* [EXERCISE BRIEF]:
Pull out each line of the material that contains the string "clicks" and copy those lines in full.

(Dataset entries)
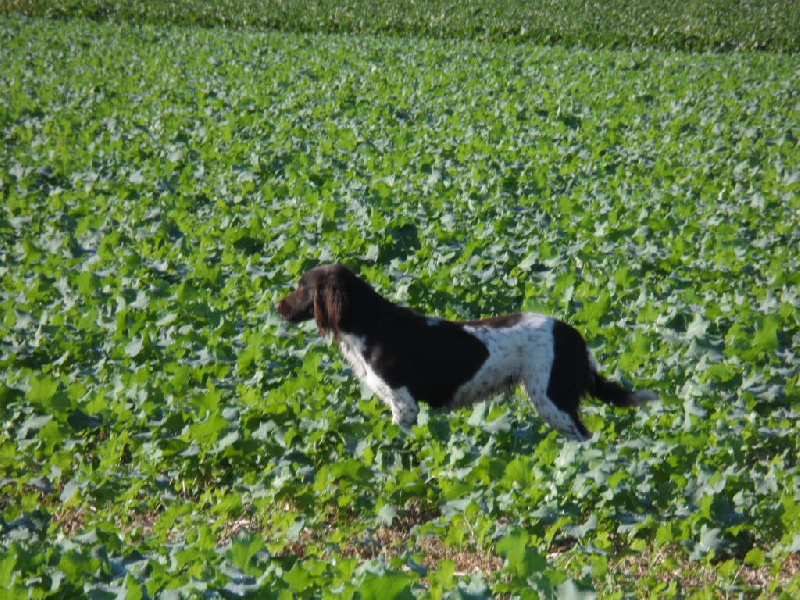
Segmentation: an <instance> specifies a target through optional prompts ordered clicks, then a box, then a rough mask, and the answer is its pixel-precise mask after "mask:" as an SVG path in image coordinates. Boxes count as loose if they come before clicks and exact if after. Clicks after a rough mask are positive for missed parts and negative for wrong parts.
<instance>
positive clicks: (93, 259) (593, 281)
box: [0, 17, 800, 599]
mask: <svg viewBox="0 0 800 600" xmlns="http://www.w3.org/2000/svg"><path fill="white" fill-rule="evenodd" d="M0 65H2V67H3V68H2V69H0V132H1V133H0V135H2V138H3V143H2V146H0V198H2V203H1V207H0V277H1V278H2V292H1V293H2V295H0V373H2V374H3V377H2V378H0V414H2V429H0V590H3V593H6V594H8V595H9V596H11V597H26V596H28V597H36V598H39V597H71V596H74V595H76V594H83V595H90V596H91V597H98V598H105V597H117V596H118V597H122V596H124V597H127V598H140V597H156V596H158V597H238V596H240V595H249V596H251V597H258V598H262V597H280V598H284V597H285V598H289V597H293V596H302V597H337V598H338V597H343V598H350V597H360V598H382V599H383V598H403V597H410V596H417V597H432V598H460V597H464V598H474V597H492V596H495V597H496V596H500V597H524V598H529V597H530V598H533V597H539V596H540V597H564V598H578V597H587V596H592V595H594V594H598V595H599V596H601V597H604V598H621V597H664V596H693V597H700V598H706V597H708V598H712V597H719V596H734V597H740V596H743V597H748V598H750V597H759V596H762V597H784V598H791V597H797V596H798V595H800V576H798V574H797V573H798V570H800V558H799V556H800V472H798V466H797V458H798V437H799V436H798V428H797V420H798V408H797V402H798V400H799V399H800V376H799V375H798V373H799V372H800V357H799V356H798V347H800V329H798V304H800V300H798V283H800V275H798V273H799V272H800V252H798V249H799V247H800V148H799V147H798V139H799V138H800V125H799V124H800V92H799V91H798V90H800V62H799V61H798V58H797V57H796V56H792V55H778V54H771V53H759V54H748V53H740V54H732V55H708V54H707V55H686V54H677V53H659V52H654V51H643V50H640V51H625V52H622V51H620V52H612V51H593V52H589V51H583V50H577V49H563V48H557V47H554V48H539V47H532V46H518V45H517V46H514V45H503V44H485V43H475V42H455V41H426V40H421V39H411V38H387V37H338V36H322V35H311V34H282V33H256V32H250V33H236V32H232V31H227V30H223V29H215V30H201V29H192V28H174V29H162V28H158V27H152V26H131V25H126V24H112V23H106V24H98V23H94V24H93V23H89V22H83V21H78V20H72V21H64V22H59V21H49V20H35V19H21V18H11V17H6V18H4V19H3V20H2V21H0ZM331 260H342V261H344V262H346V263H347V264H349V265H350V266H352V267H353V268H354V269H356V270H357V271H359V272H360V273H361V274H362V275H364V276H365V277H367V278H368V279H369V280H370V281H372V282H373V283H374V284H375V285H376V287H377V288H378V289H379V290H380V291H381V292H383V293H384V294H386V295H387V296H389V297H391V298H392V299H395V300H397V301H398V302H401V303H404V304H407V305H411V306H413V307H415V308H417V309H419V310H420V311H423V312H427V313H435V314H439V315H443V316H448V317H455V316H458V317H464V318H466V317H480V316H487V315H493V314H498V313H501V312H508V311H515V310H521V309H524V310H538V311H544V312H547V313H550V314H554V315H556V316H559V317H561V318H564V319H566V320H568V321H570V322H572V323H574V324H575V325H576V326H577V327H578V328H579V329H580V330H581V331H583V332H584V333H585V334H586V336H587V338H588V339H589V340H590V342H591V344H592V346H593V349H594V352H595V354H596V356H597V358H598V360H599V361H600V363H601V364H603V365H604V367H605V370H606V371H607V372H608V373H610V374H616V375H618V376H623V375H624V376H626V377H629V378H630V380H632V381H635V382H636V383H637V384H639V385H642V386H643V387H647V388H650V389H653V390H655V391H658V392H659V393H660V394H661V396H662V398H663V401H662V402H660V403H657V404H654V405H651V406H648V407H646V408H644V409H641V410H639V411H637V412H626V411H621V412H613V411H612V410H610V409H608V408H607V407H601V406H598V405H590V406H588V407H587V408H586V411H585V419H586V421H587V424H588V425H589V427H590V428H591V429H592V430H594V431H596V432H598V435H597V437H596V439H595V440H594V441H592V442H590V443H587V444H583V445H580V444H576V443H573V442H567V441H565V440H564V439H563V438H561V437H559V436H558V435H556V434H555V433H554V432H553V431H552V430H551V429H548V428H546V427H544V426H543V425H542V424H541V422H540V421H539V420H538V419H537V418H536V416H535V413H534V411H533V409H532V407H531V406H529V405H528V404H527V401H526V400H525V399H524V398H523V397H522V396H521V395H520V394H516V395H512V396H510V397H507V398H505V401H496V402H492V403H487V404H485V405H479V406H478V407H475V408H474V409H472V410H462V411H459V412H457V413H454V414H453V415H449V416H447V415H438V414H426V413H424V414H423V415H422V417H421V419H420V423H419V425H418V426H417V427H416V428H415V429H414V431H413V433H412V434H410V435H405V434H403V433H402V432H401V431H400V430H399V429H398V428H397V427H396V426H394V425H392V424H391V422H390V418H389V414H388V409H387V408H386V407H385V406H383V405H382V404H381V403H380V402H379V401H378V400H376V399H374V398H372V397H370V396H369V395H368V394H367V393H366V392H364V391H362V390H361V389H360V387H359V384H358V382H357V381H356V380H355V379H354V378H353V377H351V376H350V375H349V373H348V372H347V370H346V368H345V365H344V363H343V361H342V358H341V356H340V354H339V353H338V351H337V350H336V349H335V348H333V347H331V346H329V345H328V344H326V343H325V342H324V341H322V340H320V339H319V337H318V335H317V334H316V332H315V331H314V330H313V328H312V327H311V326H310V325H308V326H303V327H300V328H297V329H288V328H286V327H285V326H283V325H282V324H281V323H279V319H278V318H277V316H276V315H275V313H274V309H273V307H274V304H275V302H276V301H277V300H278V299H279V298H280V297H282V296H283V295H284V294H285V293H287V292H288V291H289V290H291V289H292V286H293V284H294V282H295V281H296V279H297V278H298V276H299V275H300V274H301V273H302V272H303V271H305V270H306V269H307V268H309V267H311V266H313V265H316V264H318V263H319V262H327V261H331Z"/></svg>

* [ANSWER TO THIS TASK]:
Segmentation: an <instance> specifies a target through optional prompts ordered clicks, then a box, then a rough mask, and the answer is its pixel-precise mask after "mask:" as an SVG path in image coordinates. Boxes count as loose if they come before clicks and exact if after. Clicks after a rough mask are positive for missed parts and negative for wrong parts.
positive clicks: (93, 259) (593, 281)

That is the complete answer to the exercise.